TAREFA PROPOSTA 1: Segundo o trecho sobre Bolsonaro, quantos parlamentares assinaram representações contra ele na terça-feira 29?

OS PRECONCEITOS DE BOLSONARO
Deputado federal carioca corre o risco de perder o mandato sob a acusação de ter dado declarações racistas no programa CQC

Por Tiago Negreiros

“Soldado que vai a guerra e tem medo de morrer é covarde”. Rufem os tambores. Toquem as cornetas. O capitão do exército e deputado federal Jair Messias Bolsonaro diz estar pronto para uma guerra. Sua luta será para evitar uma cassação por quebra de decoro parlamentar depois de ter dado declarações racistas na TV Bandeirantes. Bolsonaro participava do quadro “O povo quer saber”, do humorístico CQC, na segunda-feira 28, quando respondeu a pergunta da cantora Preta Gil, que indagara o deputado sobre como ele reagiria se seu filho se apaixonasse por uma negra. A resposta: “Preta, não vou discutir promiscuidade com quem quer que seja. Eu não corro esse risco e meus filhos foram bem educados. E não viveram em ambientes como lamentavelmente é o seu”.

Preta Gil viu e deu o primeiro tiro. Afirmou via twitter que iria processar o deputado e argumentou, em tom de desabafo: “sou uma mulher negra, forte e irei até o fim contra esse deputado racista, homofóbico, nojento”. A declaração de Preta Gil repercutiu e o assunto tomou forma na internet. Em questão de horas Bolsonaro já estava no topo do Trending Topics Brasil. Na terça-feira 29, a guerra já alcançava o Congresso com 20 parlamentares assinando três representações contra Bolsonaro. “Representamos ao Conselho Nacional de Defesa da Pessoa Humana, à Procuradoria Geral da República – afinal, racismo não é crime? – e, no âmbito do Parlamento, ao Presidente Marco Maia, para que determine a competente investigação pela Corregedoria da Câmara”, escreveu o deputado Brizola Neto em seu blog.

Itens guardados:
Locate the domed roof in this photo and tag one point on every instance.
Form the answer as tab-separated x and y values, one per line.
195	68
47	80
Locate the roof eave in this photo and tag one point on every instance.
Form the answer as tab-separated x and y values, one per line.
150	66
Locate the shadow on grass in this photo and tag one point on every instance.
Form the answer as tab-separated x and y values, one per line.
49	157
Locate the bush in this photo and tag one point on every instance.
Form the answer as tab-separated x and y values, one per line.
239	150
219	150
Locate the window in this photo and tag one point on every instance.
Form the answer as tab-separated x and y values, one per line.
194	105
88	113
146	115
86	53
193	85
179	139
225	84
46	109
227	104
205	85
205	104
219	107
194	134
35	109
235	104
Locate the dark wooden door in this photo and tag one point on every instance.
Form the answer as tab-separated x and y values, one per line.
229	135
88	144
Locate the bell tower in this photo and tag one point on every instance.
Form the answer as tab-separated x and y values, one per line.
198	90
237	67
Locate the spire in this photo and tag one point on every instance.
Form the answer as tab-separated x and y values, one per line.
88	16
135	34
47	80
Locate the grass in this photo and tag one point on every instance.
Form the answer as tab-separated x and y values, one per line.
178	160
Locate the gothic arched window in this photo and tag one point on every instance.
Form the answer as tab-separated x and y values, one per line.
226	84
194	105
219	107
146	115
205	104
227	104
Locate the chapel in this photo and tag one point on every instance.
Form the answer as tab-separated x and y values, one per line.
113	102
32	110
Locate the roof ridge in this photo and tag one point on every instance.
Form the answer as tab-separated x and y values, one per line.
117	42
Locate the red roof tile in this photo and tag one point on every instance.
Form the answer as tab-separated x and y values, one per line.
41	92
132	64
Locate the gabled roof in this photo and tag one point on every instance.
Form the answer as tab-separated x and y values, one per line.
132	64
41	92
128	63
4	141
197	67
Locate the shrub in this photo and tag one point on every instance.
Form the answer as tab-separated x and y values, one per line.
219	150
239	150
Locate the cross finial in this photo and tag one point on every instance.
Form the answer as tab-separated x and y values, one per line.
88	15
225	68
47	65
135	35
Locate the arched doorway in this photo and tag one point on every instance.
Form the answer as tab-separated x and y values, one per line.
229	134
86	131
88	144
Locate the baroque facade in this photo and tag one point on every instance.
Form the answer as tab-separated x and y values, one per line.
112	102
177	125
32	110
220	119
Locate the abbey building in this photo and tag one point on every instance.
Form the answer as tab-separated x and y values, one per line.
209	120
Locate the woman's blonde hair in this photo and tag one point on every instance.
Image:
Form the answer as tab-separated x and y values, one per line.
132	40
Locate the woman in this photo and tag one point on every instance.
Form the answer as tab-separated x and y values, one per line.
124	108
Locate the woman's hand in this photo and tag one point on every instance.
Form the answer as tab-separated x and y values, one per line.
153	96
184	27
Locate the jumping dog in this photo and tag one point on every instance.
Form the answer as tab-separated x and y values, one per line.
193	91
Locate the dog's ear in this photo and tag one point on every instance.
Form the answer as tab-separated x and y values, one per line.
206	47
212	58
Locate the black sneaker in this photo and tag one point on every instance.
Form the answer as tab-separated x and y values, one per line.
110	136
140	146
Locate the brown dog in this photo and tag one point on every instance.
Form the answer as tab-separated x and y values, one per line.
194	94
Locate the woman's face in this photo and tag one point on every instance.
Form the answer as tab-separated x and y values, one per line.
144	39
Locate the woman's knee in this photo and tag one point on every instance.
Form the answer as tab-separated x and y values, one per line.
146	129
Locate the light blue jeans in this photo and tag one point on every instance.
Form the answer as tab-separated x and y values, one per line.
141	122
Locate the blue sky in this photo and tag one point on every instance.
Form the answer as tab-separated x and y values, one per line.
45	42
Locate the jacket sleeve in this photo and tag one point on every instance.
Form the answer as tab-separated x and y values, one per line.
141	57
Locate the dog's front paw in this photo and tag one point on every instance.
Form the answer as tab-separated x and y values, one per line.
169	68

TAREFA PROPOSTA 2: Conte as linhas das entradas que contêm a palavra "window", diferenciando maiúsculas de minúsculas, e informe somente o número.

RESPOSTA COMPLETA 1: Vinte parlamentares assinaram três representações contra Bolsonaro.

RESPOSTA COMPLETA 2: 2